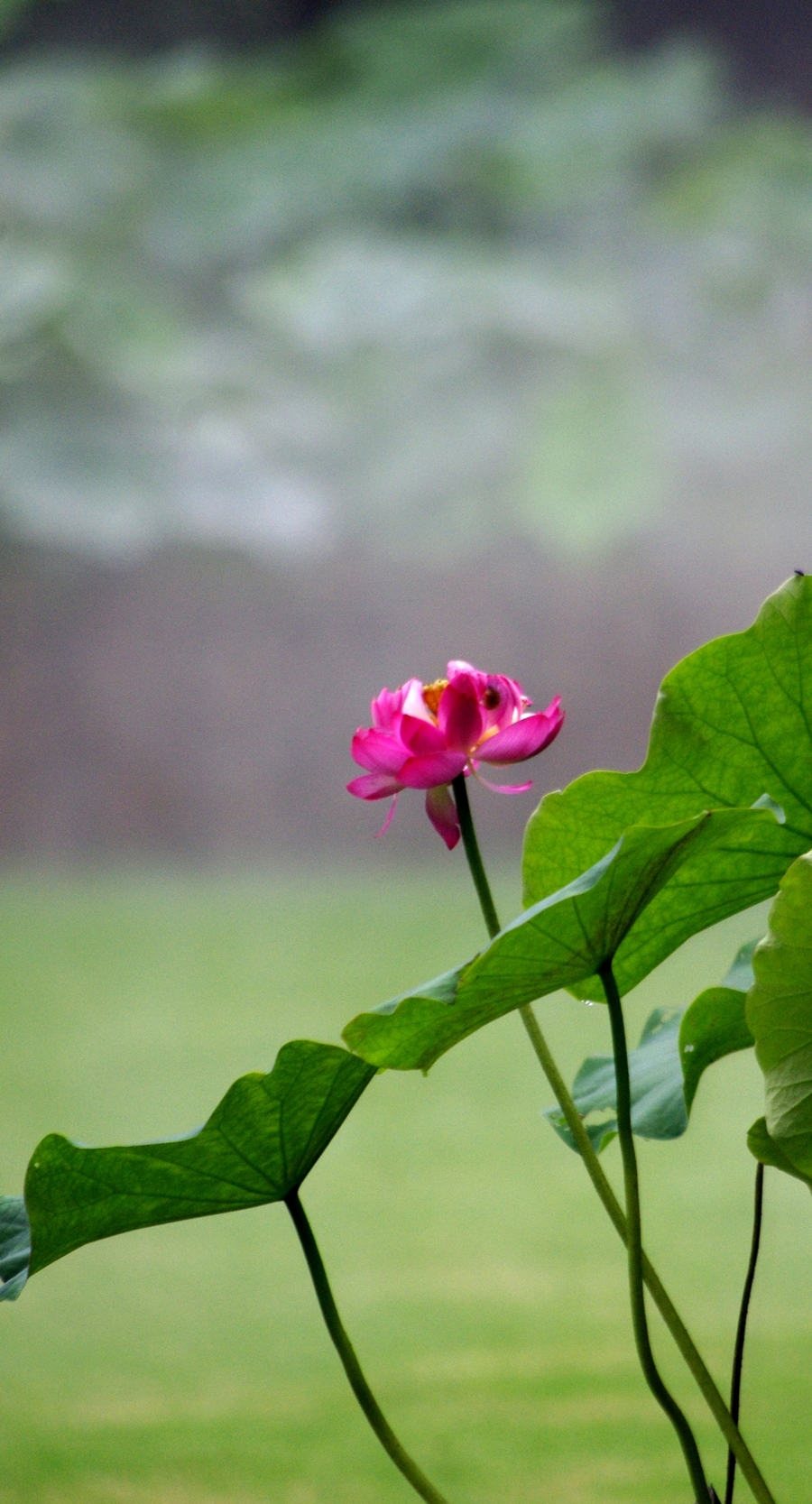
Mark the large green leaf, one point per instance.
(559, 940)
(658, 1102)
(257, 1147)
(780, 1014)
(769, 1151)
(676, 1048)
(15, 1246)
(731, 724)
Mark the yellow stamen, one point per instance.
(432, 694)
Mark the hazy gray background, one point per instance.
(369, 336)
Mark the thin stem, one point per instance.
(636, 1289)
(351, 1364)
(742, 1328)
(654, 1285)
(595, 1169)
(474, 856)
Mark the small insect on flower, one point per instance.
(424, 735)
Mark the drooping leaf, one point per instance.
(742, 976)
(731, 724)
(780, 1014)
(558, 942)
(15, 1246)
(676, 1048)
(658, 1102)
(767, 1151)
(259, 1145)
(712, 1028)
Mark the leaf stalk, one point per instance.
(352, 1368)
(633, 1244)
(742, 1328)
(595, 1169)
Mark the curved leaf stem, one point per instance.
(352, 1368)
(742, 1328)
(602, 1184)
(636, 1287)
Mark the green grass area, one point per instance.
(474, 1269)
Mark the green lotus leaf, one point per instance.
(731, 725)
(677, 1047)
(767, 1151)
(780, 1014)
(257, 1147)
(558, 942)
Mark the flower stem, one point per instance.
(636, 1289)
(351, 1364)
(742, 1328)
(474, 856)
(595, 1169)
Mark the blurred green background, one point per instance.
(471, 1260)
(424, 329)
(336, 342)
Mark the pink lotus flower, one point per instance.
(424, 735)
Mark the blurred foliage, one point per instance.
(420, 277)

### Exercise directions
Copy the lines from the one containing "Mark the flower stem, one point per instance." through the end of the records, keeping the requests, and add -129 to every number in the point coordinates.

### Answer for this exercise
Mark the flower stem, one point per instance.
(507, 1160)
(222, 1235)
(613, 1199)
(345, 727)
(466, 1040)
Mark the blurred green background, one point per instance.
(342, 1131)
(295, 200)
(207, 213)
Mark the pink lotus flower, one point per instance.
(295, 606)
Mark the blurred foliage, one point per instance.
(291, 148)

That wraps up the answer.